Testo in esame.

Al breve periodo dell'adesione al Futurismo risale la tempera di Soffici Natura morta con fruttiera e colomba (1914), frammento del ciclo decorativo della "stanza dei manichini" nella casa di Giovanni Papini a Bulciano (Arezzo), che testimonia la profonda conoscenza dell'artista, frutto dei suoi soggiorni parigini, della poetica cezanniana e cubista.
La produzione di Prampolini è rappresentata da un nucleo di cinque dipinti, ascrivibili tra la metà degli anni '30 e la metà degli anni '50, tra i quali figura la tavola Incanti cosmici o Incontri cosmici (1935). Dagli anni '30 l'artista fornisce un'interpretazione dell'aeropittura in chiave cosmica e spaziale, che gli consente di percepire una realtà extraterrestre ed occulta, prefigurando forme biologiche e geologiche antropomorfe partecipi della vitalità, dei ritmi e dell'energia dell'universo. Così scriveva nel 1931 "vedo nell'aeropittura il totale superamento dei confini della realtà terrestre, mentre si sprigiona in noi, piloti inestinguibili di nuove realtà plastiche, il desiderio latente di vivere le forze occulte dell'idealismo cosmico".

Dati forniti.
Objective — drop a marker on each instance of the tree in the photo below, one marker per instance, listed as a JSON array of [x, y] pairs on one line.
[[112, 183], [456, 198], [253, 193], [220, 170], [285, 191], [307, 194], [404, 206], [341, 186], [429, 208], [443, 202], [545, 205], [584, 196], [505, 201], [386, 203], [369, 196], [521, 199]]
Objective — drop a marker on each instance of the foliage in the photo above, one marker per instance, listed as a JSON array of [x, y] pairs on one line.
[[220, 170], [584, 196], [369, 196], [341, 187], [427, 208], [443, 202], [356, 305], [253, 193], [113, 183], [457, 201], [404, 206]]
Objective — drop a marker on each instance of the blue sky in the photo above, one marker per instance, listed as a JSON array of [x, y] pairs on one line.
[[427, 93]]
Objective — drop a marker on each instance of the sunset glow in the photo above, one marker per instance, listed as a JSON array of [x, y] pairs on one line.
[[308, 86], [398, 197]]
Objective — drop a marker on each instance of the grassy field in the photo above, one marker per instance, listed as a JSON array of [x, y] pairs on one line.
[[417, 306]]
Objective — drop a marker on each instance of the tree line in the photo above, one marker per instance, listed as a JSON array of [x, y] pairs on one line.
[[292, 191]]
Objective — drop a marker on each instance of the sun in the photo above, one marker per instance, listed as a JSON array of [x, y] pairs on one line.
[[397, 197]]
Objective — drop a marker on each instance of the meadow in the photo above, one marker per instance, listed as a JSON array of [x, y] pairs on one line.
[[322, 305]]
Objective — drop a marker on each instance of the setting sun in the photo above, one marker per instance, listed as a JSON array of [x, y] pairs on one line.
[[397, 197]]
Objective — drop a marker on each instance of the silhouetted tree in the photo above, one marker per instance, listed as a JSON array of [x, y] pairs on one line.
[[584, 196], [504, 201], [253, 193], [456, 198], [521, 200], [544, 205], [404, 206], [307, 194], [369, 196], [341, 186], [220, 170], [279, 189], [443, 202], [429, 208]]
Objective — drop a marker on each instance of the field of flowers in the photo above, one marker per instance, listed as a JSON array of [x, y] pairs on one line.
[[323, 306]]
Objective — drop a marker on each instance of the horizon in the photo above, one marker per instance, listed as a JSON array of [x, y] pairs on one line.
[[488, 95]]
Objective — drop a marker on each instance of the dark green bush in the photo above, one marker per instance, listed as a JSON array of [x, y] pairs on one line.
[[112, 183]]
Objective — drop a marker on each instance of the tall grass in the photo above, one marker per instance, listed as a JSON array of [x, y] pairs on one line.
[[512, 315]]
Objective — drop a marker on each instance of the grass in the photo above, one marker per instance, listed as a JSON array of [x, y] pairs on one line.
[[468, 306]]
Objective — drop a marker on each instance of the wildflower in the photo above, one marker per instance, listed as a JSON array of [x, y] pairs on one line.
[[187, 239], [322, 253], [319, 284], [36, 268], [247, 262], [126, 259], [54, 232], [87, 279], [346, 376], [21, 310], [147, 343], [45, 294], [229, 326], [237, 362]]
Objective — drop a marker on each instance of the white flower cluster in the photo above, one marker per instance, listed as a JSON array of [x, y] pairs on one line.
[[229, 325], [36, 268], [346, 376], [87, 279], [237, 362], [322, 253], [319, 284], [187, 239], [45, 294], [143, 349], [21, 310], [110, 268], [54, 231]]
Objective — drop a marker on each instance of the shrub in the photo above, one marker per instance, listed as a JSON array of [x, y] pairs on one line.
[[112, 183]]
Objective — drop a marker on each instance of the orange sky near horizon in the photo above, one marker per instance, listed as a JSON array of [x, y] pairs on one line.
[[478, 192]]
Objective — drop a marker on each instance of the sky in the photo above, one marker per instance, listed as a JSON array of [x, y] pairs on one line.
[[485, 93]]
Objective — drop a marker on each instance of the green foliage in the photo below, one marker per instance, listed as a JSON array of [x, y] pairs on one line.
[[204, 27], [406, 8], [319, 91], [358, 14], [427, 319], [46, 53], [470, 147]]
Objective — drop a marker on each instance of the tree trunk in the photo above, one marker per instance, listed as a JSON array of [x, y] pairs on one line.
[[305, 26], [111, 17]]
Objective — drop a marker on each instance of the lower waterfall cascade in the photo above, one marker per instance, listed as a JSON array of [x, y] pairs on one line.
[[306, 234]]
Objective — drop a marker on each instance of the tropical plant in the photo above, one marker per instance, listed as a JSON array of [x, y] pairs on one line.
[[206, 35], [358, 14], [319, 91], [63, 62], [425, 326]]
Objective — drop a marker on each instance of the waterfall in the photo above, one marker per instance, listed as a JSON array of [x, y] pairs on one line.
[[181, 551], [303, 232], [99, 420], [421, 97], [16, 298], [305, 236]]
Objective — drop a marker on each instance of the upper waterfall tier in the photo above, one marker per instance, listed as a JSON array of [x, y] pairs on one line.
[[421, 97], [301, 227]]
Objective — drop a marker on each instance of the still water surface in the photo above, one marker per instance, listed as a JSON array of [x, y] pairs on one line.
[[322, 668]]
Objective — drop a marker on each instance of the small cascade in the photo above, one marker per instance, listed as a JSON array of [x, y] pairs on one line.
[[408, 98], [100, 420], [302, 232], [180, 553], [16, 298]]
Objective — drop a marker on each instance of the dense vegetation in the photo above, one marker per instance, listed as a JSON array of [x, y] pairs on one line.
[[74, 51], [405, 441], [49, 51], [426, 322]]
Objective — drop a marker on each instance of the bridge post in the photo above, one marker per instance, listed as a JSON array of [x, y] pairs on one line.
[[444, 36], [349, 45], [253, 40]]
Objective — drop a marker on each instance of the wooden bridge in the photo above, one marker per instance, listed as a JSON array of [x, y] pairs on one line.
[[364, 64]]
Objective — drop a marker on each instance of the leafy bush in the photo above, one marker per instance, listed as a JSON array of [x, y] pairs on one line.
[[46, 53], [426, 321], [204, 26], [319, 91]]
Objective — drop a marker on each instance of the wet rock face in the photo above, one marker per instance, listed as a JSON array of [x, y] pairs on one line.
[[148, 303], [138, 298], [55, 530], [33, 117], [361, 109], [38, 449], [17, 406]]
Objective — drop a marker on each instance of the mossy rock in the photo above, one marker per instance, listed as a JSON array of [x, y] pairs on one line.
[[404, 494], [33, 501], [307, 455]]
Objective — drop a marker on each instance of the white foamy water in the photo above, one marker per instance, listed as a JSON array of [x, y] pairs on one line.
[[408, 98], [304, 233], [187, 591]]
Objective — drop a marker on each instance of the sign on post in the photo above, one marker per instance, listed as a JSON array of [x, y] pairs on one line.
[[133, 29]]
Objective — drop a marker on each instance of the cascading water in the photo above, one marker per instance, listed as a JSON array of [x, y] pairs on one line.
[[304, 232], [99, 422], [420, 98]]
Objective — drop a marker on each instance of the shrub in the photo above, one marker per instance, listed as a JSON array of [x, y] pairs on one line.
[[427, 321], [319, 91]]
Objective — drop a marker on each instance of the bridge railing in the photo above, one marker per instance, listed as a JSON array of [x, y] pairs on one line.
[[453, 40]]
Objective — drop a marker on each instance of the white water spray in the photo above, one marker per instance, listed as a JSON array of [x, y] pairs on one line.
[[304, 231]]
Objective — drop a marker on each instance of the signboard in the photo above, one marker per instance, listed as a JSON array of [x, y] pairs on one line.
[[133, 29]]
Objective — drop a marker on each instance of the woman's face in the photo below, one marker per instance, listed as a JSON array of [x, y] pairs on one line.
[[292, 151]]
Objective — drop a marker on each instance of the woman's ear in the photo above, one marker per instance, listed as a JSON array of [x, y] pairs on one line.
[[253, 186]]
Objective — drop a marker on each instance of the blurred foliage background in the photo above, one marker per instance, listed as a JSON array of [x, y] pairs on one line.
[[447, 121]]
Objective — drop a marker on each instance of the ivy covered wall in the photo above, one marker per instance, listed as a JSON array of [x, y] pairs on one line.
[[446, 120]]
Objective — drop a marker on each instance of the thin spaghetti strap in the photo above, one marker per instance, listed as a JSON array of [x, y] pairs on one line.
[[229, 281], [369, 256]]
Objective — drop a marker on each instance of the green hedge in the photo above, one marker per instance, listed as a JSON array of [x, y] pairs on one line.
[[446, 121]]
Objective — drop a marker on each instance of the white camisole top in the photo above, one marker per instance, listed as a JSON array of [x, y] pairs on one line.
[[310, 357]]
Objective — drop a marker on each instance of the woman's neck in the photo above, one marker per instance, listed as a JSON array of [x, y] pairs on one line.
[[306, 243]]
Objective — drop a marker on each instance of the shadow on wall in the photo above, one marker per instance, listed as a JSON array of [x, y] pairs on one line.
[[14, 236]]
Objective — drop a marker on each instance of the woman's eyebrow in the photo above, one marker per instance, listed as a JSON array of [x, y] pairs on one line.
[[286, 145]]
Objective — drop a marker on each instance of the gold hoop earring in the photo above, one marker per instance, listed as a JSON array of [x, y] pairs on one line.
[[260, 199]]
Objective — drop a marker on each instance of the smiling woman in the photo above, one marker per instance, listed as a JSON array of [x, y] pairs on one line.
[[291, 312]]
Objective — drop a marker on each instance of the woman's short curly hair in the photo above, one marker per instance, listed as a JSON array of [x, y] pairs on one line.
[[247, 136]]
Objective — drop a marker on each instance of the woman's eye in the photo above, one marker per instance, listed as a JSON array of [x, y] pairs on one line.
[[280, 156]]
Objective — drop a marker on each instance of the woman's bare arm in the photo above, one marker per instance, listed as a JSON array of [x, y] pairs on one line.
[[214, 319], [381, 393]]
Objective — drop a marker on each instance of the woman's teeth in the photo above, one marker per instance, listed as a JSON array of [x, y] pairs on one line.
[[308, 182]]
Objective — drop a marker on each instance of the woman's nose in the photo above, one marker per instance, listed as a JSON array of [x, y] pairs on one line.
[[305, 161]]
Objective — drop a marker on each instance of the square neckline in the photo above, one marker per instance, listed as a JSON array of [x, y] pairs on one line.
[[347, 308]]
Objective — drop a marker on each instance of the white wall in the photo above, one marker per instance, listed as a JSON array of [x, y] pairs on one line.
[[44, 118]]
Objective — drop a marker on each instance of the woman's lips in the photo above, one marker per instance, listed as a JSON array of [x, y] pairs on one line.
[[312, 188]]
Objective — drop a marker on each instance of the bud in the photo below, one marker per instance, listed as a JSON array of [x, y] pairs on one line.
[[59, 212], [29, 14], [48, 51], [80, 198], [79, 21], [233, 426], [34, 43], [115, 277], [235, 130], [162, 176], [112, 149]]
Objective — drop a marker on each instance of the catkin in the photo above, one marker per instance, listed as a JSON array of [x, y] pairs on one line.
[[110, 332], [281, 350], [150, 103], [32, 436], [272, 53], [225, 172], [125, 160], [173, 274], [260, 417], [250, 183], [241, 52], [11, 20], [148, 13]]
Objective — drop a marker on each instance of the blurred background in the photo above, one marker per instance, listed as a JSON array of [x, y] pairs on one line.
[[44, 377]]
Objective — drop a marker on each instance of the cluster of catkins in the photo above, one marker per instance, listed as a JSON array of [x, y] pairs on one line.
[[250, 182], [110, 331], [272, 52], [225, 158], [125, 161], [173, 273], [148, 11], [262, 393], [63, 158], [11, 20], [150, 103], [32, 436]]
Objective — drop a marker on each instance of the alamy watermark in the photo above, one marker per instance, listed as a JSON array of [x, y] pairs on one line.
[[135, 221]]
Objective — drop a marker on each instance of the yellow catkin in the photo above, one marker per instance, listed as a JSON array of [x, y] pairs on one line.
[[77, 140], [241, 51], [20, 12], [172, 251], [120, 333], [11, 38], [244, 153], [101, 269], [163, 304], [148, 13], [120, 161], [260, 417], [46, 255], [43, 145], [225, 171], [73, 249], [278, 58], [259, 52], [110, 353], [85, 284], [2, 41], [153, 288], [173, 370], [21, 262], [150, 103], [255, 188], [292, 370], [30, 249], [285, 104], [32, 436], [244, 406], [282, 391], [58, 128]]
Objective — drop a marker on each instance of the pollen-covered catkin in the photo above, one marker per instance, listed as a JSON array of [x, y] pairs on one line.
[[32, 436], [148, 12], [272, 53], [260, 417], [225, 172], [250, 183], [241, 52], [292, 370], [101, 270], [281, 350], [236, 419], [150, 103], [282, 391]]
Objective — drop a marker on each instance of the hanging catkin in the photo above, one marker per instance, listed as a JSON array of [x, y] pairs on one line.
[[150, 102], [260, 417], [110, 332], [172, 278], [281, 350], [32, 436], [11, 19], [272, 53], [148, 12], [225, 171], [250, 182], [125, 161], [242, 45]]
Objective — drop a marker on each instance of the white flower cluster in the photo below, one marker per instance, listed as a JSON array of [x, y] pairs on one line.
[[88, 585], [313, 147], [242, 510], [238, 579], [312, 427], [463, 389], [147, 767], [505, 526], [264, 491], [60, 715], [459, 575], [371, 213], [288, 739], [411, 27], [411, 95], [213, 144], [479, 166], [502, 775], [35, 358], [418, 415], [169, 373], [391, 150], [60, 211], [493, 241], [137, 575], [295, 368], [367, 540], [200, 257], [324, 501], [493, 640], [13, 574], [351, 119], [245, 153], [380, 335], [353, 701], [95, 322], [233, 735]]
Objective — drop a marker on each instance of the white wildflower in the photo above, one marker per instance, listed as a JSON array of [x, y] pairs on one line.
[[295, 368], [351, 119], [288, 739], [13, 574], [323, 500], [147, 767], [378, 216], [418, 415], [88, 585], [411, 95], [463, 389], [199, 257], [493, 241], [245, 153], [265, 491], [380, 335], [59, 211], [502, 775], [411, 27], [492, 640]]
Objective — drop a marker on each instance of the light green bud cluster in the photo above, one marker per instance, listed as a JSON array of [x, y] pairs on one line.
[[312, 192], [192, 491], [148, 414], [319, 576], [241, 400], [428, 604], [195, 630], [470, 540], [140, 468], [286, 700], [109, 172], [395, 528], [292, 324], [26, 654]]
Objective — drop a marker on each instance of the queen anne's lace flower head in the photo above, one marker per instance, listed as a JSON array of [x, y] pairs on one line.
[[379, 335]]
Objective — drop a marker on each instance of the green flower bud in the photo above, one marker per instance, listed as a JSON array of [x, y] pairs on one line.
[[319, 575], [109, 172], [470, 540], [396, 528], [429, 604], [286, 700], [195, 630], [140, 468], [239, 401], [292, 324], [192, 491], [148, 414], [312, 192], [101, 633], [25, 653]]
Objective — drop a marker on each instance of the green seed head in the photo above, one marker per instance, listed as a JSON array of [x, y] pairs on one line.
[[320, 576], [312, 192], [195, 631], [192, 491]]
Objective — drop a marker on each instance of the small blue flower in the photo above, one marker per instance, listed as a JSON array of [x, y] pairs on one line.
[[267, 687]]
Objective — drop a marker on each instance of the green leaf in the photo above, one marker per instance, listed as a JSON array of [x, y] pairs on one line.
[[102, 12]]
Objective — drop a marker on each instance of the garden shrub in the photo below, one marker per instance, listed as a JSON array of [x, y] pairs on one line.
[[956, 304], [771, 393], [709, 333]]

Attività richieste.
1 – Secondo il testo in esame, da quanti dipinti è formato il nucleo che rappresenta la produzione di Prampolini?
2 – Per favore, estrai dal testo in esame il passo che si apre con le parole contenenti "Al breve periodo" e si chiude con "cezanniana e cubista.", copiandolo senza modifiche.

Soluzioni dell'esercizio.
1 – Da cinque dipinti.

2 –
Al breve periodo dell'adesione al Futurismo risale la tempera di Soffici Natura morta con fruttiera e colomba (1914), frammento del ciclo decorativo della "stanza dei manichini" nella casa di Giovanni Papini a Bulciano (Arezzo), che testimonia la profonda conoscenza dell'artista, frutto dei suoi soggiorni parigini, della poetica cezanniana e cubista.